**Set task:**
Rewrite the lines from the beginning through the line containing "19 214 L 19", inclusive, with "bare tree" changed to "leafless tree" and all else untouched. Leave the pictures out.

**Source material:**
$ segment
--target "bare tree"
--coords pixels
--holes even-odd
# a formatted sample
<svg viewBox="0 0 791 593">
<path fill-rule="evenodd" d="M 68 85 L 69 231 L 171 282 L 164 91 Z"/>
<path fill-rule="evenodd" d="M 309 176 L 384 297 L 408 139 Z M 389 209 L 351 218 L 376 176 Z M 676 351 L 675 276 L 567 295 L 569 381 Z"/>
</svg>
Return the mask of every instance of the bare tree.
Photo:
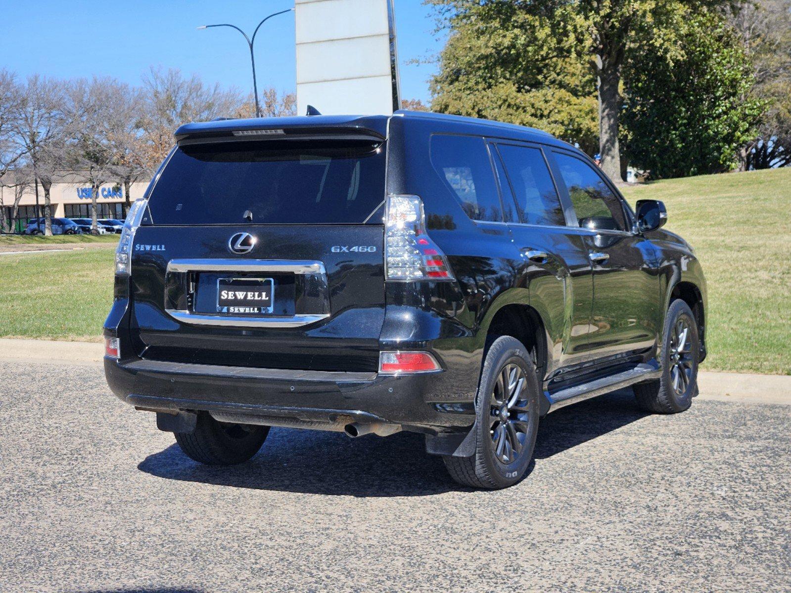
<svg viewBox="0 0 791 593">
<path fill-rule="evenodd" d="M 0 70 L 0 179 L 25 156 L 15 136 L 22 98 L 16 76 Z"/>
<path fill-rule="evenodd" d="M 63 113 L 64 85 L 40 76 L 31 76 L 24 89 L 24 97 L 14 136 L 33 171 L 33 186 L 38 195 L 38 183 L 44 191 L 44 234 L 52 234 L 50 190 L 55 168 L 62 160 L 66 138 L 66 120 Z"/>
<path fill-rule="evenodd" d="M 112 114 L 109 141 L 115 155 L 113 174 L 123 187 L 127 210 L 131 206 L 132 184 L 150 176 L 156 163 L 148 158 L 146 138 L 142 127 L 145 116 L 142 93 L 139 89 L 123 88 Z"/>
<path fill-rule="evenodd" d="M 250 97 L 252 100 L 252 97 Z M 255 106 L 247 117 L 254 117 Z M 279 94 L 274 87 L 264 89 L 261 93 L 261 115 L 263 117 L 283 117 L 297 115 L 297 95 L 293 93 Z"/>
<path fill-rule="evenodd" d="M 193 74 L 153 69 L 143 77 L 146 101 L 141 121 L 147 139 L 148 162 L 160 163 L 173 145 L 173 132 L 183 123 L 229 117 L 241 112 L 245 97 L 234 89 L 223 90 L 217 84 L 204 85 Z"/>
<path fill-rule="evenodd" d="M 19 214 L 19 202 L 22 200 L 22 196 L 32 185 L 33 172 L 29 166 L 23 165 L 6 172 L 0 178 L 0 187 L 9 187 L 13 190 L 13 199 L 11 204 L 6 204 L 0 193 L 0 227 L 6 232 L 12 232 L 12 222 L 16 221 Z M 11 206 L 11 216 L 6 216 L 6 206 Z"/>
<path fill-rule="evenodd" d="M 67 113 L 71 138 L 66 146 L 66 162 L 91 188 L 91 233 L 99 234 L 97 206 L 99 191 L 114 179 L 119 162 L 114 134 L 125 111 L 127 85 L 109 77 L 88 82 L 74 81 L 69 87 Z"/>
</svg>

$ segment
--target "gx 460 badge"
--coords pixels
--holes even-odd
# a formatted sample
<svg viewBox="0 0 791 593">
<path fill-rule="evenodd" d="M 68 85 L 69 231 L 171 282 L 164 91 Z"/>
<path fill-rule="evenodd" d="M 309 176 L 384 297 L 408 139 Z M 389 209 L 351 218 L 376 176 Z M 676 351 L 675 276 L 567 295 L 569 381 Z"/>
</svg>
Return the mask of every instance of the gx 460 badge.
<svg viewBox="0 0 791 593">
<path fill-rule="evenodd" d="M 333 253 L 376 253 L 376 245 L 333 245 L 330 251 Z"/>
</svg>

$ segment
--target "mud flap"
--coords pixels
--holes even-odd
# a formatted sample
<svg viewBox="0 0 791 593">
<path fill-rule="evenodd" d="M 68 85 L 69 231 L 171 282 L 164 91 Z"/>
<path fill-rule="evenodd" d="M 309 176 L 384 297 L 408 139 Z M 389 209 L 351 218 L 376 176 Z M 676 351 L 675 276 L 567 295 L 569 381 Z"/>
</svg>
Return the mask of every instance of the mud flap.
<svg viewBox="0 0 791 593">
<path fill-rule="evenodd" d="M 157 428 L 165 432 L 191 432 L 197 424 L 198 414 L 191 412 L 157 412 Z"/>
<path fill-rule="evenodd" d="M 475 427 L 468 432 L 441 432 L 426 435 L 426 452 L 433 455 L 470 457 L 475 453 Z"/>
</svg>

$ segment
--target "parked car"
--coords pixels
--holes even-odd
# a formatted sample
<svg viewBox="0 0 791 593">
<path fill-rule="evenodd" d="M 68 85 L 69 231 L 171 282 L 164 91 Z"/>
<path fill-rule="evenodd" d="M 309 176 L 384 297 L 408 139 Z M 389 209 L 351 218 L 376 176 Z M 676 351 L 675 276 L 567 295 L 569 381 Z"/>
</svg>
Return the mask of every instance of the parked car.
<svg viewBox="0 0 791 593">
<path fill-rule="evenodd" d="M 72 220 L 79 225 L 80 229 L 81 229 L 82 232 L 86 235 L 89 234 L 91 229 L 93 228 L 93 221 L 90 218 L 72 218 Z M 115 229 L 112 227 L 104 225 L 101 221 L 98 220 L 97 221 L 97 229 L 99 231 L 100 235 L 106 235 L 108 232 L 115 232 Z"/>
<path fill-rule="evenodd" d="M 694 251 L 548 134 L 397 111 L 176 138 L 121 236 L 104 369 L 196 461 L 244 462 L 271 426 L 408 430 L 502 488 L 554 410 L 698 392 Z"/>
<path fill-rule="evenodd" d="M 43 235 L 46 222 L 42 217 L 40 225 L 38 218 L 31 218 L 23 231 L 25 235 Z M 70 218 L 52 218 L 51 229 L 53 235 L 80 235 L 82 229 Z"/>
<path fill-rule="evenodd" d="M 99 222 L 104 225 L 108 232 L 115 232 L 116 235 L 120 235 L 121 231 L 123 230 L 123 221 L 119 221 L 116 218 L 102 218 Z"/>
</svg>

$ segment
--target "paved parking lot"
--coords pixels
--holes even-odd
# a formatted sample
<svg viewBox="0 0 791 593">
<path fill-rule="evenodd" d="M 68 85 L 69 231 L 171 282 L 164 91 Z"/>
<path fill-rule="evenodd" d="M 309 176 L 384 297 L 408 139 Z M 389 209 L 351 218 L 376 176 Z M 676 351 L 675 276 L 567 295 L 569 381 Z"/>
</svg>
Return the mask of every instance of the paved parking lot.
<svg viewBox="0 0 791 593">
<path fill-rule="evenodd" d="M 0 360 L 0 591 L 791 591 L 791 406 L 627 394 L 544 421 L 514 488 L 422 440 L 273 429 L 199 466 L 100 367 Z"/>
</svg>

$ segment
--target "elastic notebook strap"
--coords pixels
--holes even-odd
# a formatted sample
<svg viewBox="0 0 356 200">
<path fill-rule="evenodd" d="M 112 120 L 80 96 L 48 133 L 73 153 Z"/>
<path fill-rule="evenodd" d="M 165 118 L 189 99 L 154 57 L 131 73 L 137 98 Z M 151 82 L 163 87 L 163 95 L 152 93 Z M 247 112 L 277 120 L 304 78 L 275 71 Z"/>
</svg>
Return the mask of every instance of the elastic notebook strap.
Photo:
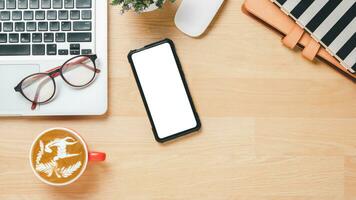
<svg viewBox="0 0 356 200">
<path fill-rule="evenodd" d="M 313 61 L 317 53 L 319 52 L 320 44 L 313 38 L 310 38 L 307 46 L 304 47 L 302 55 L 310 61 Z"/>
<path fill-rule="evenodd" d="M 298 24 L 295 24 L 288 32 L 288 34 L 282 39 L 282 43 L 284 46 L 294 49 L 294 47 L 298 44 L 300 38 L 303 36 L 304 30 L 300 28 Z"/>
</svg>

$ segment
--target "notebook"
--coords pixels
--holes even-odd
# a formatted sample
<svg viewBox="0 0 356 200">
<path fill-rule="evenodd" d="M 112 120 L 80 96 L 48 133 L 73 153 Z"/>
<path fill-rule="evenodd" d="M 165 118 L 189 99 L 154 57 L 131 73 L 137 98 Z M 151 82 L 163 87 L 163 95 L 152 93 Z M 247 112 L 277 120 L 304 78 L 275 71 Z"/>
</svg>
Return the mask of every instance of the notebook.
<svg viewBox="0 0 356 200">
<path fill-rule="evenodd" d="M 342 66 L 356 72 L 356 0 L 271 0 Z"/>
</svg>

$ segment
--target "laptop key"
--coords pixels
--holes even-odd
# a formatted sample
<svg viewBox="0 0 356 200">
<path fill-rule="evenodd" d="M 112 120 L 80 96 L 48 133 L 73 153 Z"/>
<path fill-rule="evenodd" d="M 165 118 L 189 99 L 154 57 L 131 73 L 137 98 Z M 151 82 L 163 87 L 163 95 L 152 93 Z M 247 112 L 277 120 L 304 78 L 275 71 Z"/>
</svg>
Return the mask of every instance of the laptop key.
<svg viewBox="0 0 356 200">
<path fill-rule="evenodd" d="M 29 33 L 21 33 L 20 41 L 22 43 L 29 43 L 30 37 L 31 37 L 31 34 L 29 34 Z"/>
<path fill-rule="evenodd" d="M 7 42 L 7 34 L 0 33 L 0 43 L 6 43 L 6 42 Z"/>
<path fill-rule="evenodd" d="M 74 8 L 74 0 L 64 0 L 65 8 Z"/>
<path fill-rule="evenodd" d="M 73 22 L 73 30 L 74 31 L 90 31 L 91 30 L 91 22 L 90 21 Z"/>
<path fill-rule="evenodd" d="M 33 11 L 24 11 L 23 19 L 24 20 L 33 20 Z"/>
<path fill-rule="evenodd" d="M 27 9 L 28 0 L 18 0 L 19 9 Z"/>
<path fill-rule="evenodd" d="M 38 31 L 48 31 L 48 22 L 38 22 Z"/>
<path fill-rule="evenodd" d="M 30 55 L 30 45 L 0 45 L 0 56 L 25 56 Z"/>
<path fill-rule="evenodd" d="M 80 49 L 80 44 L 70 44 L 69 45 L 70 50 L 79 50 Z"/>
<path fill-rule="evenodd" d="M 32 42 L 42 42 L 42 33 L 32 33 Z"/>
<path fill-rule="evenodd" d="M 91 8 L 91 0 L 77 0 L 77 8 Z"/>
<path fill-rule="evenodd" d="M 67 33 L 68 42 L 91 42 L 91 33 Z"/>
<path fill-rule="evenodd" d="M 39 8 L 39 0 L 30 0 L 30 8 L 38 9 Z"/>
<path fill-rule="evenodd" d="M 82 19 L 91 19 L 91 10 L 83 10 Z"/>
<path fill-rule="evenodd" d="M 19 34 L 18 33 L 10 33 L 9 34 L 9 42 L 10 43 L 18 43 L 19 42 Z"/>
<path fill-rule="evenodd" d="M 1 11 L 0 12 L 0 20 L 1 21 L 10 20 L 10 12 L 9 11 Z"/>
<path fill-rule="evenodd" d="M 56 55 L 56 54 L 57 54 L 57 45 L 47 44 L 47 55 Z"/>
<path fill-rule="evenodd" d="M 68 55 L 68 50 L 67 49 L 59 49 L 58 55 Z"/>
<path fill-rule="evenodd" d="M 4 22 L 3 23 L 3 31 L 4 32 L 12 32 L 12 30 L 13 30 L 12 22 Z"/>
<path fill-rule="evenodd" d="M 50 22 L 49 30 L 50 31 L 59 31 L 59 22 Z"/>
<path fill-rule="evenodd" d="M 33 44 L 32 45 L 32 55 L 45 55 L 45 45 L 44 44 Z"/>
<path fill-rule="evenodd" d="M 36 31 L 36 22 L 26 22 L 27 31 Z"/>
<path fill-rule="evenodd" d="M 82 49 L 82 55 L 90 55 L 92 54 L 91 49 Z"/>
<path fill-rule="evenodd" d="M 41 8 L 50 9 L 51 8 L 51 0 L 41 0 Z"/>
<path fill-rule="evenodd" d="M 48 20 L 56 20 L 57 19 L 57 11 L 55 11 L 55 10 L 47 11 L 47 19 Z"/>
<path fill-rule="evenodd" d="M 56 33 L 56 42 L 65 42 L 65 33 Z"/>
<path fill-rule="evenodd" d="M 62 31 L 70 31 L 71 30 L 70 22 L 61 22 L 61 28 Z"/>
<path fill-rule="evenodd" d="M 70 11 L 70 19 L 71 19 L 71 20 L 78 20 L 78 19 L 80 19 L 80 11 L 79 11 L 79 10 L 71 10 L 71 11 Z"/>
<path fill-rule="evenodd" d="M 80 51 L 79 50 L 70 50 L 70 55 L 79 55 Z"/>
<path fill-rule="evenodd" d="M 15 31 L 16 31 L 16 32 L 23 32 L 23 31 L 25 31 L 25 22 L 16 22 L 16 23 L 15 23 Z"/>
<path fill-rule="evenodd" d="M 58 11 L 58 19 L 59 20 L 67 20 L 68 19 L 68 11 L 66 11 L 66 10 Z"/>
<path fill-rule="evenodd" d="M 53 8 L 61 9 L 62 8 L 62 0 L 52 0 L 53 1 Z"/>
<path fill-rule="evenodd" d="M 45 19 L 45 11 L 36 11 L 35 13 L 36 20 L 44 20 Z"/>
<path fill-rule="evenodd" d="M 6 0 L 7 9 L 16 9 L 16 0 Z"/>
<path fill-rule="evenodd" d="M 53 42 L 54 34 L 53 33 L 45 33 L 43 35 L 43 40 L 44 40 L 44 42 Z"/>
<path fill-rule="evenodd" d="M 22 12 L 21 11 L 12 11 L 12 20 L 21 20 Z"/>
</svg>

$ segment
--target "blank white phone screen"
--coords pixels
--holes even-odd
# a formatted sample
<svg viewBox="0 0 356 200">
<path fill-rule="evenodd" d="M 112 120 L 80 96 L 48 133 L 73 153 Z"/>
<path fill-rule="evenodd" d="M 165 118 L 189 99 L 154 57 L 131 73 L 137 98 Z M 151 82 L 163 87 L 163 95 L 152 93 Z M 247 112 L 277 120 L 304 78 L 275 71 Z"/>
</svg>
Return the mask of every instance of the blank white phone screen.
<svg viewBox="0 0 356 200">
<path fill-rule="evenodd" d="M 136 73 L 160 139 L 197 126 L 171 46 L 132 55 Z"/>
</svg>

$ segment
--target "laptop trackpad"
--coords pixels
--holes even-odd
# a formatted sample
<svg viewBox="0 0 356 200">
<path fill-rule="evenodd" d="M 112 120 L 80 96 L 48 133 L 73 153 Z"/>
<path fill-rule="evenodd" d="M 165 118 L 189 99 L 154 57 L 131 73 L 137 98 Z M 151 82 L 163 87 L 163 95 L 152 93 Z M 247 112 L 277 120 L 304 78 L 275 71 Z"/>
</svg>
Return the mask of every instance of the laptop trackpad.
<svg viewBox="0 0 356 200">
<path fill-rule="evenodd" d="M 26 76 L 38 73 L 39 65 L 0 65 L 0 115 L 20 114 L 30 110 L 31 103 L 14 87 Z"/>
</svg>

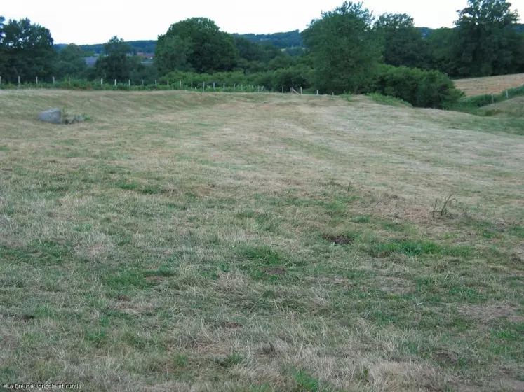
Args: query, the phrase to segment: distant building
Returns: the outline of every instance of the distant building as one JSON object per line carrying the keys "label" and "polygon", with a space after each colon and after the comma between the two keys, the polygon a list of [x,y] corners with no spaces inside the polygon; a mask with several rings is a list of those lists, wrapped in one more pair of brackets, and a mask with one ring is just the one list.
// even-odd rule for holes
{"label": "distant building", "polygon": [[137,53],[137,56],[139,57],[142,57],[144,59],[147,60],[152,60],[153,59],[153,57],[154,57],[154,53],[142,53],[142,52],[138,52]]}

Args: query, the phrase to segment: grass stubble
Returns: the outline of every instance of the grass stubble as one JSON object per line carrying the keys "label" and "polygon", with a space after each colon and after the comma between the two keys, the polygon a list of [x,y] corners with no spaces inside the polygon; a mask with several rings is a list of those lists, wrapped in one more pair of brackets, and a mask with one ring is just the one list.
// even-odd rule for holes
{"label": "grass stubble", "polygon": [[[36,120],[53,106],[90,120]],[[365,97],[0,92],[0,379],[524,390],[520,125]]]}

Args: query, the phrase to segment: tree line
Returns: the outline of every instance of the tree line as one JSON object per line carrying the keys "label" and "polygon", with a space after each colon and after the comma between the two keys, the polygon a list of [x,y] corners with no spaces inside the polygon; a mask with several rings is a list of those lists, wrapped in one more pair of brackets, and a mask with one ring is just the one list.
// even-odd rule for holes
{"label": "tree line", "polygon": [[[311,21],[300,33],[305,50],[291,55],[264,37],[254,42],[250,36],[221,31],[213,20],[194,18],[158,37],[153,66],[142,64],[132,47],[115,36],[88,68],[80,47],[57,51],[45,27],[0,17],[0,76],[8,81],[54,76],[151,83],[200,75],[274,90],[300,86],[330,94],[379,92],[418,106],[444,107],[458,97],[448,77],[524,72],[524,34],[518,20],[504,0],[469,0],[455,28],[421,29],[407,14],[375,18],[362,3],[345,1]],[[299,44],[294,33],[277,38]]]}

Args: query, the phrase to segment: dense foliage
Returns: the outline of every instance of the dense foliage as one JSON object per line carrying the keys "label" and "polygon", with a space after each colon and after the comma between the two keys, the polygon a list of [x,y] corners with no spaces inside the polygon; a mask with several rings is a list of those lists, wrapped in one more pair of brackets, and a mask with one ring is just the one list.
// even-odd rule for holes
{"label": "dense foliage", "polygon": [[[115,36],[77,46],[53,46],[45,27],[0,17],[0,76],[8,83],[19,76],[25,82],[53,76],[126,85],[182,80],[195,88],[205,83],[376,92],[414,106],[448,108],[460,97],[450,77],[524,72],[524,29],[518,20],[504,0],[469,0],[455,28],[432,30],[415,27],[407,14],[375,18],[362,3],[345,1],[302,33],[229,34],[213,20],[194,18],[172,24],[157,41]],[[135,55],[153,51],[152,64]],[[94,66],[86,65],[89,55],[97,56]]]}
{"label": "dense foliage", "polygon": [[4,24],[0,17],[0,76],[4,80],[50,76],[55,59],[49,30],[29,19]]}

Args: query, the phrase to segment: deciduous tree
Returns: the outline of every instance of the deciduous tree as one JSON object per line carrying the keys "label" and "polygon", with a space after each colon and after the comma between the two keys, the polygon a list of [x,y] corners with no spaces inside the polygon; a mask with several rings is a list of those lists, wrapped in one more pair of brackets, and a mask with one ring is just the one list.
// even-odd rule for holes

**Result for this exercise:**
$ segment
--target "leafless tree"
--coords pixels
--holes even-odd
# a formatted sample
<svg viewBox="0 0 791 593">
<path fill-rule="evenodd" d="M 68 85 L 69 231 L 171 282 L 164 91 Z"/>
<path fill-rule="evenodd" d="M 309 176 L 384 297 L 408 139 Z M 389 209 L 351 218 L 376 176 Z M 676 351 L 675 276 L 567 295 L 569 381 Z"/>
</svg>
Return the mask of every instance of the leafless tree.
Photo:
<svg viewBox="0 0 791 593">
<path fill-rule="evenodd" d="M 0 70 L 0 179 L 25 156 L 15 136 L 22 98 L 16 76 Z"/>
<path fill-rule="evenodd" d="M 63 113 L 64 85 L 40 76 L 31 76 L 24 89 L 24 97 L 14 136 L 33 171 L 33 186 L 38 195 L 38 183 L 44 191 L 44 234 L 52 234 L 50 190 L 55 168 L 62 160 L 66 138 L 66 120 Z"/>
<path fill-rule="evenodd" d="M 112 114 L 109 141 L 115 155 L 113 174 L 123 187 L 127 210 L 131 206 L 132 184 L 150 176 L 156 163 L 148 158 L 146 138 L 142 127 L 145 116 L 142 93 L 139 89 L 123 88 Z"/>
<path fill-rule="evenodd" d="M 250 97 L 252 100 L 252 97 Z M 255 106 L 247 117 L 254 117 Z M 279 94 L 274 87 L 264 89 L 261 93 L 261 115 L 263 117 L 283 117 L 297 115 L 297 95 L 293 93 Z"/>
<path fill-rule="evenodd" d="M 193 74 L 153 69 L 143 77 L 146 101 L 141 121 L 147 139 L 148 162 L 160 163 L 173 145 L 173 132 L 183 123 L 229 117 L 241 112 L 245 97 L 234 89 L 223 90 L 217 84 L 204 85 Z"/>
<path fill-rule="evenodd" d="M 19 214 L 19 202 L 22 200 L 22 196 L 32 185 L 33 172 L 29 166 L 23 165 L 6 172 L 0 178 L 0 187 L 9 187 L 13 190 L 13 199 L 11 204 L 6 204 L 0 193 L 0 227 L 6 232 L 12 232 L 12 222 L 16 221 Z M 11 206 L 11 216 L 6 216 L 6 206 Z"/>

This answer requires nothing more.